# American Standard or Carrier?



## Guest (Jan 31, 2006)

My inlaws are looking for an unbiased opinion. They are looking to get a new HVAC system and cannot decide between an American Standard and a Trane. Are there any advantages or disadvantages to either? Which would you choose and why? Is one a better system than the other? I Appreciate all your help!
Bigvree is online now Edit/Delete Message


----------



## HVAC Doc (Apr 1, 2004)

Installation Installation Installation. The brand name is secondary. Doesn't matter what brand it is, if it isn't sized and installed correctly, its junk.


----------



## ContractorSon (Feb 4, 2005)

HVAC Doc said:


> Installation Installation Installation. The brand name is secondary. Doesn't matter what brand it is, if it isn't sized and installed correctly, its junk.



So basically a Goodman setup will last as long and work as well as a Lennox,Trane,or Rheem?


----------



## mdshunk (Mar 13, 2005)

ContractorSon said:


> So basically a Goodman setup will last as long and work as well as a Lennox,Trane,or Rheem?


Not necessarily. But... a poorly installed Lennox, Trane, or Rheem will make you wish you had a well installed Goodman. 

It's all about duct design, sizing, and workmanship of the install. The name on the unit is inconsequential for the most part. That's the cheap piece of the system.

[Location labeling records]
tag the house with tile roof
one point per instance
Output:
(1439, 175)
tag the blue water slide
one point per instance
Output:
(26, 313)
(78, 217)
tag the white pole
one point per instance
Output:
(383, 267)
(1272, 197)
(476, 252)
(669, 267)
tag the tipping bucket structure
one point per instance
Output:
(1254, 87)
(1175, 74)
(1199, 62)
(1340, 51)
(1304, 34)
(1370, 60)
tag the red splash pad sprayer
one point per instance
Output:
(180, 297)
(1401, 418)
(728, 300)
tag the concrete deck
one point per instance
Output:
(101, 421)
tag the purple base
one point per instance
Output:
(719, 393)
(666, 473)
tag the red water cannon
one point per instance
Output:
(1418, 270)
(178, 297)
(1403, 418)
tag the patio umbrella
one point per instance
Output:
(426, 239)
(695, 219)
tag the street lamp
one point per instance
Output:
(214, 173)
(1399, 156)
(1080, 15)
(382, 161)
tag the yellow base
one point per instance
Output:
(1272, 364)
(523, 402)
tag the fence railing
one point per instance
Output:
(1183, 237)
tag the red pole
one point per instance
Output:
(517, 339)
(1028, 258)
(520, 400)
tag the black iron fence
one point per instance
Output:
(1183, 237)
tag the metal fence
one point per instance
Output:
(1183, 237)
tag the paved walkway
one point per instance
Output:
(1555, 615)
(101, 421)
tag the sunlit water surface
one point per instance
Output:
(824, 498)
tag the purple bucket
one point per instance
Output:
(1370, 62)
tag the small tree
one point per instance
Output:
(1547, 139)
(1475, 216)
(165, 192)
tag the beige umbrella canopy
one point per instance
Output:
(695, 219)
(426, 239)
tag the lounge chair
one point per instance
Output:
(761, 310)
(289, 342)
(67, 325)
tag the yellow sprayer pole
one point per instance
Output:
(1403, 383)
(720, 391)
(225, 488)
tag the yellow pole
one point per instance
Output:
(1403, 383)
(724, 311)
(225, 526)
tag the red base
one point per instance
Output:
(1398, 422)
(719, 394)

* [Requirements]
1 - Add 86 to every number in the point coordinates of the listing, and write out every line in that span from the line containing "tag the small tree" down to the end of the listing.
2 - Continue the forum thread on HVAC brands from the point where it stops.
This listing is unrelated to the forum thread on HVAC brands.

* [Outputs]
1 -
tag the small tree
one point per instance
Output:
(1633, 225)
(1561, 302)
(251, 278)
tag the beige umbrella canopy
one point per instance
Output:
(781, 305)
(512, 325)
tag the lounge chair
one point per instance
Output:
(847, 396)
(375, 428)
(153, 411)
tag the yellow sprayer pole
one point per instance
Output:
(1489, 469)
(806, 477)
(311, 574)
tag the yellow pole
one point per instance
Output:
(1489, 469)
(810, 397)
(311, 612)
tag the red base
one point per instance
Output:
(1484, 508)
(805, 480)

2 -
----------



## Bestheating (Dec 3, 2005)

I tried to track at about 100 service calls to see what I was missing in my inventory. I learned that I needed a lot more assorted Janitrol (Goodman) parts. There were on occasion issues of poor installation, but more often than not, just parts failures, due to in my opinion cheap parts. The quality of Goodman IS improving, but will never be my first choice in equipment.
While I'm on my soap box, just a note about Lennox. I have to admit, they did make some good products. Shame you can't get many parts for them, without buddying up to your local Lennox Dealer. (Read $$$$$$$$$$$$$$$$)
Edited - Sorry I got lost on a crusade. Trane and Carrier are both good equipment. Carrier is in my opinion a little quieter, Trane a heavier cabinet - just my opinion.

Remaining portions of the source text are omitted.